» Dataset content
══════════════════════════════

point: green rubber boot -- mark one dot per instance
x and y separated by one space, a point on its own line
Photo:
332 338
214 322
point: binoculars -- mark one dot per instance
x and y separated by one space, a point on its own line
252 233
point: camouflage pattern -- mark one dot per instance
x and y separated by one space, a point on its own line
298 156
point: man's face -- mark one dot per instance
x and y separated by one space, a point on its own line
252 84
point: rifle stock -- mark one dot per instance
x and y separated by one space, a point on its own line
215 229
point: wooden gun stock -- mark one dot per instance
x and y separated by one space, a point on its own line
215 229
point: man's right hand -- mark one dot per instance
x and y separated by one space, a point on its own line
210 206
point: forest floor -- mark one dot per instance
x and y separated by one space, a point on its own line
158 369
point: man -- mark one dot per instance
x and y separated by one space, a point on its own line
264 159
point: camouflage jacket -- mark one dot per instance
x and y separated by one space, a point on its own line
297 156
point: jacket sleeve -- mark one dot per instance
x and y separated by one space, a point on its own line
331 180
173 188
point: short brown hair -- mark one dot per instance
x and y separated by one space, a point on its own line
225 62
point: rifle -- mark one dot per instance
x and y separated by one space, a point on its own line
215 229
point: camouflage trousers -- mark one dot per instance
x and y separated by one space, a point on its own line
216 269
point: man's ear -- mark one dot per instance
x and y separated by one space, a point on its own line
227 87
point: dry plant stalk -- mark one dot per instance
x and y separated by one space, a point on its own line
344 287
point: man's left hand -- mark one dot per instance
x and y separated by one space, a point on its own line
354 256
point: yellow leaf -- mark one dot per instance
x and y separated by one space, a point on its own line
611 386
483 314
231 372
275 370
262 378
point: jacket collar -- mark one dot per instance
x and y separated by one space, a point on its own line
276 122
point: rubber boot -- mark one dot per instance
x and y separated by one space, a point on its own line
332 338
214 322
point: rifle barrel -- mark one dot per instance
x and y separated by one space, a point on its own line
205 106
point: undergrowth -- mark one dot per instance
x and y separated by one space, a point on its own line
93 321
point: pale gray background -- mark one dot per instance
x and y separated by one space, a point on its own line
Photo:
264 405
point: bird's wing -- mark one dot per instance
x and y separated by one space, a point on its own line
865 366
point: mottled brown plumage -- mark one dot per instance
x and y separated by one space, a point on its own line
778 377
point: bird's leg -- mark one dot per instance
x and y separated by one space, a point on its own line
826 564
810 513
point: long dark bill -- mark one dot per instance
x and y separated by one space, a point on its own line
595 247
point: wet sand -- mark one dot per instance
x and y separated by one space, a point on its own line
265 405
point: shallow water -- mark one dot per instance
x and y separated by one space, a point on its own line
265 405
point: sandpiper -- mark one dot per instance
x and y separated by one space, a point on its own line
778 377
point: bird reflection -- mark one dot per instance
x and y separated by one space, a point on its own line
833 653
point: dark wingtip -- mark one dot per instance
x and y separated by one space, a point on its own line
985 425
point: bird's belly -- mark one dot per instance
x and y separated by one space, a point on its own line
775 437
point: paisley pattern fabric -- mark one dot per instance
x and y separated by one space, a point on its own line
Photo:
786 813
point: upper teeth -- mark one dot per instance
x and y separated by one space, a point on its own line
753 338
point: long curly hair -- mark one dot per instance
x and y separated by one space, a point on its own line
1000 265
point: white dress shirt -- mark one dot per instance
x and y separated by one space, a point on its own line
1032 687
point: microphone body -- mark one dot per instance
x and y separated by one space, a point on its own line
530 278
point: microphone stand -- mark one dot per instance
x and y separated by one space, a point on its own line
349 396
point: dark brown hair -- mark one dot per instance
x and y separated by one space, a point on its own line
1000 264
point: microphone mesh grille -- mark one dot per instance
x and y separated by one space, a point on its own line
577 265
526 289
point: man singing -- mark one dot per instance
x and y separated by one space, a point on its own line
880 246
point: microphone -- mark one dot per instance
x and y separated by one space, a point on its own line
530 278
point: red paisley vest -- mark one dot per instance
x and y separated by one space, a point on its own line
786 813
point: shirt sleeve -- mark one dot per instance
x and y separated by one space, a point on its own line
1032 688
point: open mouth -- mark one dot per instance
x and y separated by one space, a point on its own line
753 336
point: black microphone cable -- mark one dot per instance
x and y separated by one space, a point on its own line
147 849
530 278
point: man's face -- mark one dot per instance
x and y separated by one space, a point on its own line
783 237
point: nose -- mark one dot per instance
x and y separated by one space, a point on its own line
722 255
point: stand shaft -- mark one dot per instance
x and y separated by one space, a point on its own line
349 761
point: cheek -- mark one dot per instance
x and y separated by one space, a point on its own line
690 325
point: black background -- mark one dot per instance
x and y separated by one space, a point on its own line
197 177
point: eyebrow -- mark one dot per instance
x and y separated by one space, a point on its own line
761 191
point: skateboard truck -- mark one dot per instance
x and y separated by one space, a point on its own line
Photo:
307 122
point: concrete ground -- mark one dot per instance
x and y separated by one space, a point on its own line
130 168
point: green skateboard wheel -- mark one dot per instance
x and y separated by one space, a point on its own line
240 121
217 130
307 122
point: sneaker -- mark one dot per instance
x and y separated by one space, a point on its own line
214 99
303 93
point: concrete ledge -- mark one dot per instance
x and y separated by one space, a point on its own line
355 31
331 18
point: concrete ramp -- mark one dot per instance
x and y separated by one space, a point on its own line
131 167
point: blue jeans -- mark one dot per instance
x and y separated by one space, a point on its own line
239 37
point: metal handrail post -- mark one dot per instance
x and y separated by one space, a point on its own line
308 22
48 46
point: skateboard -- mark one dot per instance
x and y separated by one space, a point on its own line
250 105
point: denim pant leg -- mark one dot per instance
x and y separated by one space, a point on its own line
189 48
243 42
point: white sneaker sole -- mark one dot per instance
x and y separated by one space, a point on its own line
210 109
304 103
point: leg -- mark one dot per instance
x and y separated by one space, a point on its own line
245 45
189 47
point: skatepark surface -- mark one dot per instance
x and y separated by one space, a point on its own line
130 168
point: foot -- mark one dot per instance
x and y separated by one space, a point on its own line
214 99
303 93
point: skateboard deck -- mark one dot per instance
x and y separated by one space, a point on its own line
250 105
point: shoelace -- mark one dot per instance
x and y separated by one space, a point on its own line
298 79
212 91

══════════════════════════════

» Work item
Print out the records exactly as they were entered.

» Answer to this task
point: green rubber boot -- mark one dot per instance
x and y separated by one space, a point on its own line
Photo:
332 338
214 322
point: binoculars -- mark one dot per instance
x and y separated by one space, a point on its own line
252 233
point: camouflage pattern -- mark one dot per instance
x and y separated by one space, a point on its own line
298 156
point: man's face -- mark one dot per instance
x and y separated by one space, a point on its own line
252 84
point: rifle stock -- mark one dot per instance
x and y separated by one space, a point on its own line
215 229
point: wooden gun stock -- mark one dot per instance
x and y separated by one space, a point on its own line
215 229
point: man's right hand -- mark one dot per instance
x and y separated by one space, a point on its own line
210 206
point: forest floor -- mark one dot per instance
x and y separated by one space, a point on its own line
158 369
point: man -- mark one dot per instance
x and y separated by one space, a point on its own line
264 159
point: camouflage jacket -- mark one dot per instance
x and y separated by one space, a point on its own line
297 156
point: jacket sleeve -- mark one dot per instance
x and y separated by one space, a point on its own line
331 180
173 188
point: short brown hair -- mark one dot per instance
x and y separated by one space, a point on its own line
225 62
point: rifle -- mark one dot per instance
x and y separated by one space, a point on its own line
215 229
point: camouflage trousers -- mark one dot per instance
x and y separated by one space, a point on its own line
216 269
point: man's ear -- mark one dot per instance
x and y separated by one space, a point on its own line
227 87
point: dry plant stalk -- mark one dot per instance
x and y separated by one space, a point on its own line
344 287
point: man's left hand -- mark one dot per instance
x and y separated by one space, a point on its own line
354 256
point: yellow leaf -- mark one dot per instance
x and y separated by one space, a point on its own line
611 386
483 314
231 372
275 370
262 378
point: jacket collar -- mark one dot per instance
x and y separated by one space, a point on its own line
276 122
point: rubber boot -- mark one dot per instance
x and y separated by one space, a point on its own line
332 338
214 322
point: rifle barrel -- mark one dot per instance
x and y separated by one space, a point on its own line
205 106
point: undergrowth -- mark one dot per instance
x and y separated by one space, a point on its own line
93 321
point: pale gray background -- mark one dot per instance
x and y separated by one space, a point on its own line
Photo:
264 405
point: bird's wing -- mark one dot per instance
x and y separated by one space, a point on its own line
865 366
point: mottled brown plumage -- mark one dot per instance
x and y separated by one space, a point on its own line
778 377
point: bird's leg -- mark one dot per instance
x and y separated by one space, a point on its own line
826 564
810 513
point: long dark bill -- mark one dot per instance
x and y separated by one space, a point on its own line
595 247
point: wet sand -- mark one dot per instance
x and y separated by one space, a point on its own line
265 405
point: shallow water -- mark one dot per instance
x and y separated by one space, a point on its own line
265 405
point: sandpiper -- mark one dot per instance
x and y separated by one space, a point on its own line
778 377
point: bird reflection -- mark one dot per instance
x and y separated by one space, a point on its own line
833 653
point: dark wingtip -- mark one dot per instance
x and y separated by one space, a point on its own line
985 425
point: bird's belly -- mark one dot per instance
x and y separated by one space, a point on its own line
775 437
point: paisley pattern fabric -- mark one dot per instance
x and y separated by one space, a point on its own line
Photo:
786 813
point: upper teeth -- mark one dot per instance
x and y separated by one space, a point on its own line
753 338
point: long curly hair -- mark one dot per instance
x and y separated by one space, a point on its own line
1000 265
point: white dress shirt -- mark one dot per instance
x and y separated by one space, a point on its own line
1032 687
point: microphone body -- mark one dot per instance
x and y separated by one space, a point on its own line
530 278
point: microphone stand -- mark one dot per instance
x and y separated by one space, a point on its own line
349 396
point: dark brown hair -- mark one dot per instance
x and y separated by one space, a point on its own line
1000 264
point: microphone mesh grille -- mark one dot per instance
x and y separated by one space, a point on its own line
577 265
526 289
point: man singing -- mark one dot per instance
x and y separated by one space, a point on its own line
880 246
point: microphone -- mark one dot per instance
x and y separated by one space, a point on its own line
530 278
point: red paisley vest -- mark one dot per instance
x and y separated by one space, a point on its own line
786 813
point: shirt sleeve -- mark one dot per instance
x and y separated by one space, a point on its own line
1032 688
point: open mouth -- mark one dot per instance
x and y separated by one space, a point on its own line
753 336
point: black microphone cable -- mark one dot per instance
x and y separated by one space, a point on its own line
147 849
530 278
point: man's face -- mark one dot per instance
x and y separated by one space, a point on its own line
783 237
point: nose -- mark one dot per instance
x and y separated by one space, a point on its own line
722 255
point: stand shaft -- mark one dot per instance
x and y separated by one space, a point on its own line
349 761
point: cheek -- mark one dot per instance
x and y separated by one space, a point on its own line
690 325
point: black background -- mark one dot per instance
x and y separated by one space, a point on its own line
197 177
point: eyebrow -- mark one dot per instance
x and y separated by one space, a point on its own line
761 191
point: skateboard truck -- mark one dot per instance
x and y separated by one space, a point on its own line
Photo:
307 122
point: concrete ground -- mark one dot per instance
x and y separated by one space, a point on its own line
130 168
point: green skateboard wheel -- mark one dot per instance
x and y separated by one space, a point on its own line
240 121
217 130
307 122
point: sneaker -- mark one dot per instance
x and y separated by one space, a point on its own line
214 99
303 93
point: concrete ledge -- mark one dot per instance
x and y separated by one space, a point on its own line
355 31
331 18
point: concrete ramp -- mark one dot per instance
x and y separated by one space, a point on its own line
131 167
point: blue jeans -- mark one dot per instance
x and y separated by one space, a point on its own line
239 37
point: metal handrail post -- mark one dot per instance
x and y separated by one space, a point on its own line
308 22
48 46
point: skateboard -- mark one dot per instance
x and y separated by one space, a point on its own line
250 105
point: denim pant leg -- mark one dot per instance
x and y separated by one space, a point on its own line
189 48
243 42
point: white sneaker sole -- mark one dot per instance
x and y separated by one space, a point on its own line
210 109
304 103
point: leg -- mark one dot per instance
x and y separated by one space, a point on its own line
245 45
189 47
point: skatepark surface -- mark one dot per instance
x and y separated by one space, a point on its own line
130 168
point: foot -- mark one dot per instance
x and y separated by one space, a point on its own line
214 99
303 93
point: skateboard deck -- mark one dot per instance
x and y separated by one space, a point on its own line
250 105
point: shoelace -- mark one dot per instance
x and y separated by one space, a point on its own line
298 79
212 91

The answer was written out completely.